# Italiano Escrima?



## Marvin (Oct 25, 2005)

Met a guy from the P.I. that says he trains in Italiano Escrima. Says it's single stick/single knife. Anyone ever hear of it?


----------



## Rich Parsons (Oct 25, 2005)

Marvin said:
			
		

> Met a guy from the P.I. that says he trains in Italiano Escrima. Says it's single stick/single knife. Anyone ever hear of it?


   Nope, but would be interested in larning more about it.  Could we track him down and ply him with the drink of his choice? and then ask him more questions?


----------



## arnisador (Oct 25, 2005)

Could he mean Italian (Western) fencing? Escrime is French for fencing, which is usually from the French or Italian tradition (_scherma italiano_).


----------



## buguhan (Oct 26, 2005)

Maybe he ment Nova Scrimia!? http://www.novascrimia.com/eng/index.html

That`s an Italian historical martial art, they`re fencing with Sticks, Sabres and Daggers. 
Theire videos do look like Largo Mano, Espada y Daga and other FMA technics. 

Or does a filipino family have the name Italiano?!


----------



## Marvin (Oct 26, 2005)

Rich Parsons said:
			
		

> Nope, but would be interested in larning more about it. Could we track him down and ply him with the drink of his choice? and then ask him more questions?


That is the plan!!:ultracool 
And on a seperate but similar note, over the weekend I met a gentleman who is here visiting his daughter, he is a police officer in China and he showed us some cool chin-na and pressure point stuff. (We were already full of our drinks of choice :boing2:. Rich, ask Ian about it if he comes on Sunday) 
I am trying to get them both to come to the club.


----------



## bart (Oct 26, 2005)

Marvin said:
			
		

> Met a guy from the P.I. that says he trains in Italiano Escrima. Says it's single stick/single knife. Anyone ever hear of it?


     I wouldn't be surprised if there was an actual italian connection. Although the hype mostly focuses around the dominion of Spain in the origins of eskrima. The word Arnis is an exact match for a 16th century italian word for "breastplate".   Before the late 19th century Italy was a collection of small states and not a cohesive "nation" like today. The italians were the foremost traders and adventurers of the late renaissance and many of italians were soldiers of fortune and explorers. Amerigo Vespucci, Marco Polo, and  Christopher Columbus were all Italians. Spain was also a country of many ethnicities and factions. They relied heavily on foreign soldiers and mercenaries to do a lot of the administration of their empire which at the time of the conquest of the Philippines still was newly won.     Also, eskrima was commonly referred to as &quot;fraile&quot; and many of the friars that worked in the Philippines were born in places that actually now are counted as parts of Italy. One of the most well known italians involved in the history of eskrima is Antonio Pigafetta who journaled the voyage of Magellan. I've been amazed sometimes at how the language and  It would be interesting to get some information about the Italiano Eskrima. I've done some research on the subject before which I'll put in my next post. It's mostly about the etymology of the language. But I think it at least shows there may be a solid link.

*RECORD EXCERPTS:*

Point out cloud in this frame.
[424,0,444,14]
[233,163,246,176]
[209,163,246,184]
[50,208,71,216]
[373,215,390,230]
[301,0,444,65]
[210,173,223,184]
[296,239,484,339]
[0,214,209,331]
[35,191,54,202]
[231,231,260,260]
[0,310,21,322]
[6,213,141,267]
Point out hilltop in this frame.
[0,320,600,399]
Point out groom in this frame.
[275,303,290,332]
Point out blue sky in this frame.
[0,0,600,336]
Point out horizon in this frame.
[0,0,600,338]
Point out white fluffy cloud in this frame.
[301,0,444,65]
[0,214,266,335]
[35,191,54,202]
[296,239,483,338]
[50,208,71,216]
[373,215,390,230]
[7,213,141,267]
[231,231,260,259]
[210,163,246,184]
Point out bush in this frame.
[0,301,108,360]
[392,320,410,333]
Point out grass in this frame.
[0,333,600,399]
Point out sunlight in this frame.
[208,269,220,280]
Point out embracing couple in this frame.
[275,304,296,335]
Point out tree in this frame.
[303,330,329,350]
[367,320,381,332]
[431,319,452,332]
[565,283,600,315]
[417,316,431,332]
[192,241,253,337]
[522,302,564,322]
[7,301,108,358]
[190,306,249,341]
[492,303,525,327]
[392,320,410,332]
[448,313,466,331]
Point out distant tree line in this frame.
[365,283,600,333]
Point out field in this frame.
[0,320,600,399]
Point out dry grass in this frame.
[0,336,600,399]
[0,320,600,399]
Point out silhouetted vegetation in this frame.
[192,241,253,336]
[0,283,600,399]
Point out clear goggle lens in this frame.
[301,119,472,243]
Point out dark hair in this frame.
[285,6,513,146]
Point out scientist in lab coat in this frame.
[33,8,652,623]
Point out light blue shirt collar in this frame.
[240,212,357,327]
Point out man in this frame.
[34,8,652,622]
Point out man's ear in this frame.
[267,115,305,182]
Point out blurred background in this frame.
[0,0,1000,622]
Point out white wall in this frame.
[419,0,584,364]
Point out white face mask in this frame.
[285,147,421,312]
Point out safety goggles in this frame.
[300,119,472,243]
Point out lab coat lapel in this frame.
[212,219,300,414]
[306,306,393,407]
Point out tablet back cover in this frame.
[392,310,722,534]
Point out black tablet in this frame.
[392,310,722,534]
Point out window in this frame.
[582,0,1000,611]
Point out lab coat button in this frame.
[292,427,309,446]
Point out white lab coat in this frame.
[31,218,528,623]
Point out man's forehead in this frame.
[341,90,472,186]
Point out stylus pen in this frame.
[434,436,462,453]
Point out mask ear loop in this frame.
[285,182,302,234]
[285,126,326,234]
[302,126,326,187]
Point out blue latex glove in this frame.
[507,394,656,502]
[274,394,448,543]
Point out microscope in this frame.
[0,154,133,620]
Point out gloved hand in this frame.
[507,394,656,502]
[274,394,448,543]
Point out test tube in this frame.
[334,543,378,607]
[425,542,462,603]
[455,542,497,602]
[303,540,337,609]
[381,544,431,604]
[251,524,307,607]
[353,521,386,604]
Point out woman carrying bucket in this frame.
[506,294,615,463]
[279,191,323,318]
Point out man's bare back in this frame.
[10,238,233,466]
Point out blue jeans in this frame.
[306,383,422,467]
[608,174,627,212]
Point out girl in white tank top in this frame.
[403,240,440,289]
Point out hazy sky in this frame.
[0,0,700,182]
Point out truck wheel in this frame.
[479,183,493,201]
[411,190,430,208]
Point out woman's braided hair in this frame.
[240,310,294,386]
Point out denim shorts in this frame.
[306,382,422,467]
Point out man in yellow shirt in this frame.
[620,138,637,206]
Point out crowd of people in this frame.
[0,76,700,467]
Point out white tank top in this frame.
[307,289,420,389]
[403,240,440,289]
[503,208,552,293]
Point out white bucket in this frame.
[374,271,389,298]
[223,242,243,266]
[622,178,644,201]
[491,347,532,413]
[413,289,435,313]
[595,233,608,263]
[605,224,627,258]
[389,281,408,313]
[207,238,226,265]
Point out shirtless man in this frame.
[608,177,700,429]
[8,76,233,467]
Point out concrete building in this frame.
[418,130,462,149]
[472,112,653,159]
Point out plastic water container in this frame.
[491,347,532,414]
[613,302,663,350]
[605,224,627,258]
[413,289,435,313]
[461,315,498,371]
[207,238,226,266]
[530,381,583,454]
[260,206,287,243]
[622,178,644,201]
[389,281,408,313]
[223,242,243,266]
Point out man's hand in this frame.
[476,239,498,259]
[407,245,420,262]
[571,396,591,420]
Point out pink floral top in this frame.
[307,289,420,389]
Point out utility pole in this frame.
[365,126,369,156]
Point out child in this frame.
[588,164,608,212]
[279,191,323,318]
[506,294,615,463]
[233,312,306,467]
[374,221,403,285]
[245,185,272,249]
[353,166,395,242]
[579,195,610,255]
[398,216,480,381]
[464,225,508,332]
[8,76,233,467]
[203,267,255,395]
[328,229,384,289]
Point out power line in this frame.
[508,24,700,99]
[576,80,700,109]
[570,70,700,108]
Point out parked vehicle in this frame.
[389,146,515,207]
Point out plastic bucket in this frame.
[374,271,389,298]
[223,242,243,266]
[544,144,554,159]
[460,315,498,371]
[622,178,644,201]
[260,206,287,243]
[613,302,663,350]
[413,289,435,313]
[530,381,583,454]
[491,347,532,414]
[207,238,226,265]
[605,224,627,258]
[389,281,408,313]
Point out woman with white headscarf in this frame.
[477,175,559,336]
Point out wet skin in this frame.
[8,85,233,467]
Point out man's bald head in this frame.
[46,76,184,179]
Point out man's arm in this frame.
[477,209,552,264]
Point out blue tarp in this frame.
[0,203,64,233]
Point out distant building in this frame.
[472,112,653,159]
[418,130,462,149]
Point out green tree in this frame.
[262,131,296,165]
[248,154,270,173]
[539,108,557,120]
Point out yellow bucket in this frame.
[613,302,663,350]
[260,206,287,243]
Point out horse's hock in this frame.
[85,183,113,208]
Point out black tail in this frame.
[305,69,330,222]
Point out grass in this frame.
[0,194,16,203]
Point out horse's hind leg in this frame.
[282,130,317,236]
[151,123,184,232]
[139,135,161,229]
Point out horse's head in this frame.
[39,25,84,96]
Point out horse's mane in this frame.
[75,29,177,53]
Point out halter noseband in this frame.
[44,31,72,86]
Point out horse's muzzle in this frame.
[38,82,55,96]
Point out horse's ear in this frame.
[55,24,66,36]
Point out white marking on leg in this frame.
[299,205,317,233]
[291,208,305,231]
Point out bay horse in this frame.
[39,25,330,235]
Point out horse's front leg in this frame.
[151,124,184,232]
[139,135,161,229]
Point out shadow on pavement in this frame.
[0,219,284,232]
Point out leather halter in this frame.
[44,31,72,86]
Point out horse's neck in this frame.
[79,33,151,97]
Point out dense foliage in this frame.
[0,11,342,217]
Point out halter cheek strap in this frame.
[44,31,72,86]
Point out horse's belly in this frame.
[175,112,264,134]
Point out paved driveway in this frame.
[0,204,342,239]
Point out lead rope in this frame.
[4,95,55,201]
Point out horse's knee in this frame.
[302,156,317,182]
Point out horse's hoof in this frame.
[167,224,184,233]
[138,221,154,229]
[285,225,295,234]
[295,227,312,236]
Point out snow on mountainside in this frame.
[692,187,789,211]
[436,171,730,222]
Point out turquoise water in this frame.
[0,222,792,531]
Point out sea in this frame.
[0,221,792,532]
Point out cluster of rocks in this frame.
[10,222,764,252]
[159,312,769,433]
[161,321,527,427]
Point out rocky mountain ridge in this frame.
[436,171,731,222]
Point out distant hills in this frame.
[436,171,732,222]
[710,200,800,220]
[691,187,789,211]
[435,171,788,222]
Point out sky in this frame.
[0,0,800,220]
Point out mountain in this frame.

*GIVEN EXERCISE:* Condense the paragraph in the Italiano Escrima thread that begins "Could he mean Italian (Western) fencing?" into a short list that keeps its main facts. The listing has no connection to the Italiano Escrima thread.

*SOLUTION TO THIS TASK:*
- Possible meaning: Italian (Western) fencing
- "Escrime" is French for fencing
- Fencing usually comes from the French or Italian tradition (scherma italiano)